(Stored items)
══════════

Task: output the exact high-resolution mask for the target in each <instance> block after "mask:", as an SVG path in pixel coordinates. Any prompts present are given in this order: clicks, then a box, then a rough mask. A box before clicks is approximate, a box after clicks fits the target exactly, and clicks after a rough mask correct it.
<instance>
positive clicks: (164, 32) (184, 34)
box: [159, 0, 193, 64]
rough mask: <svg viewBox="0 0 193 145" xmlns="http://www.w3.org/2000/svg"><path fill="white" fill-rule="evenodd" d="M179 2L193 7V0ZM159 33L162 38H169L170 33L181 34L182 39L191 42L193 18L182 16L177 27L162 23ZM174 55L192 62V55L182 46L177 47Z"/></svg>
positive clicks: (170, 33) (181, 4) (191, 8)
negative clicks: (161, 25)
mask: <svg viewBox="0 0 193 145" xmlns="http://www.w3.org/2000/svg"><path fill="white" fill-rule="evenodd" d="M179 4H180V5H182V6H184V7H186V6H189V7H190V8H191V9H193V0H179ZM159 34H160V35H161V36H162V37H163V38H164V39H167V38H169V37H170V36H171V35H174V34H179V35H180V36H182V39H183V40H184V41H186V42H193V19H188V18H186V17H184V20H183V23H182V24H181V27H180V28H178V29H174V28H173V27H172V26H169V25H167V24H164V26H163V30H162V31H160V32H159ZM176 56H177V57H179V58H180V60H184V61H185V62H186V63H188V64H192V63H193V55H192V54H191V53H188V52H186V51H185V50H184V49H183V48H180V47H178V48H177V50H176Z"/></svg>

══════════

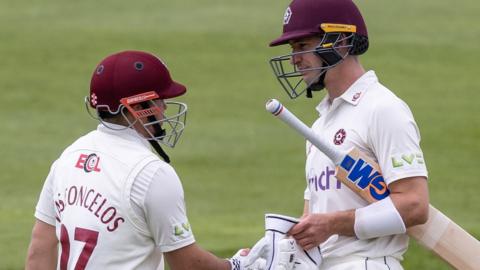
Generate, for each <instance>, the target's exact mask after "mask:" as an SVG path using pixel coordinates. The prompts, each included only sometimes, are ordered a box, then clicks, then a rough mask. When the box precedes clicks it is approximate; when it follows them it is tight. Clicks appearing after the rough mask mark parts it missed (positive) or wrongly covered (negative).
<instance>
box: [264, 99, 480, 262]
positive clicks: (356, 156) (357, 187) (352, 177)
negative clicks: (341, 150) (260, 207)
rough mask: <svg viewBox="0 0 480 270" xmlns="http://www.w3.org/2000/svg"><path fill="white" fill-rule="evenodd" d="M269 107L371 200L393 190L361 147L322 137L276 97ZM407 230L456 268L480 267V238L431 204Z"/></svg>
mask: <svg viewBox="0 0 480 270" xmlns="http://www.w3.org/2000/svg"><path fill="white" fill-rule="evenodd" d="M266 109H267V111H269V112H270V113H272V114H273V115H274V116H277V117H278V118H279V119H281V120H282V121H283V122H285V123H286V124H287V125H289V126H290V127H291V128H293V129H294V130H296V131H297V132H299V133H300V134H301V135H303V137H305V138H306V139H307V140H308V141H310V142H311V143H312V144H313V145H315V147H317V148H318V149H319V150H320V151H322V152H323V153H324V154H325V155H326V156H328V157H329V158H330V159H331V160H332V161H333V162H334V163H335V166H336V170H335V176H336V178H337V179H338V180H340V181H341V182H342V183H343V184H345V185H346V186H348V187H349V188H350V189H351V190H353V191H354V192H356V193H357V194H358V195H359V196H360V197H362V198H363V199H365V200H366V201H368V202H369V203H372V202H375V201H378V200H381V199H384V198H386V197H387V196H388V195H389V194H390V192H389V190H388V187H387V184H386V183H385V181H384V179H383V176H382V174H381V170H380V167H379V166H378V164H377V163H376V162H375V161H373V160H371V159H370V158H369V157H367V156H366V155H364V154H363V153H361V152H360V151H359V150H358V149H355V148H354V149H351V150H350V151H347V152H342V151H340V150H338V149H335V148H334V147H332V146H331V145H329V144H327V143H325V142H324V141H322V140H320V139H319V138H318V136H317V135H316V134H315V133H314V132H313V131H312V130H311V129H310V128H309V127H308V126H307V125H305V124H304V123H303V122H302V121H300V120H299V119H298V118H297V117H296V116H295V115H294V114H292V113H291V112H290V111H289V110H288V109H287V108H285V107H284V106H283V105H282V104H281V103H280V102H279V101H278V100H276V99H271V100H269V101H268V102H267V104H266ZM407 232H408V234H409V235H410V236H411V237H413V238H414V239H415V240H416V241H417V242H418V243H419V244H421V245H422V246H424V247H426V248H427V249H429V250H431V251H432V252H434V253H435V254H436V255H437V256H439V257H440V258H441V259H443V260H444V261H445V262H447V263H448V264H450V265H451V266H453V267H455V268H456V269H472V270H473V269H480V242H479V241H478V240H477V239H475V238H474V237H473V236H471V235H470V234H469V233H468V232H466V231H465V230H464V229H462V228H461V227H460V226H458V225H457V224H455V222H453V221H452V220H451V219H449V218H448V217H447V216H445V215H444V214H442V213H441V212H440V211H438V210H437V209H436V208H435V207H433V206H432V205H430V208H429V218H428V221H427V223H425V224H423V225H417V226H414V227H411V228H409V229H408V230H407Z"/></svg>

══════════

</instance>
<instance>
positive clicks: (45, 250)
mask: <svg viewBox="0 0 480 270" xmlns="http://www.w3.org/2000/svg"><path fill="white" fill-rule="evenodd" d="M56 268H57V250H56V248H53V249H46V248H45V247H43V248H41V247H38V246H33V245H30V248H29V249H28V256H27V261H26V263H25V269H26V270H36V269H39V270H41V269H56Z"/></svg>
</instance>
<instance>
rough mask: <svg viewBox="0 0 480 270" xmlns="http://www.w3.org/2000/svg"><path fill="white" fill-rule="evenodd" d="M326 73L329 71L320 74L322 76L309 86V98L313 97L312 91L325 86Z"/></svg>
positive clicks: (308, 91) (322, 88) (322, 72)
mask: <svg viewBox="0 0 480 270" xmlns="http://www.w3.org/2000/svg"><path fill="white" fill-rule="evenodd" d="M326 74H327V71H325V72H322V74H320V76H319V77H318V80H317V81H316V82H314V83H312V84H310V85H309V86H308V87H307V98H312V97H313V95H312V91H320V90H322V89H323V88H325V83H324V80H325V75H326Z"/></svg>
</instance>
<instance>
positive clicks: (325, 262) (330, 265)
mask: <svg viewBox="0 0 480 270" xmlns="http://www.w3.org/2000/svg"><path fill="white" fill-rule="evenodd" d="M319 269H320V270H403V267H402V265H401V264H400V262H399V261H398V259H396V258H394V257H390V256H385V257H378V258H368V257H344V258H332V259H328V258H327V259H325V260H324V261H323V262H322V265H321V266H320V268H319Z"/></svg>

══════════

Please copy out the data from the line containing "2L193 7V0ZM159 33L162" up to and including the line containing "positive clicks: (170, 33) (181, 4) (191, 8)", and nothing more.

rough mask: <svg viewBox="0 0 193 145" xmlns="http://www.w3.org/2000/svg"><path fill="white" fill-rule="evenodd" d="M179 2L193 7V0ZM159 33L162 38H169L170 33L181 34L182 39L191 42L193 18L182 16L177 27L162 23ZM174 55L192 62V55L182 46L177 47Z"/></svg>
positive clicks: (170, 33) (181, 4) (191, 8)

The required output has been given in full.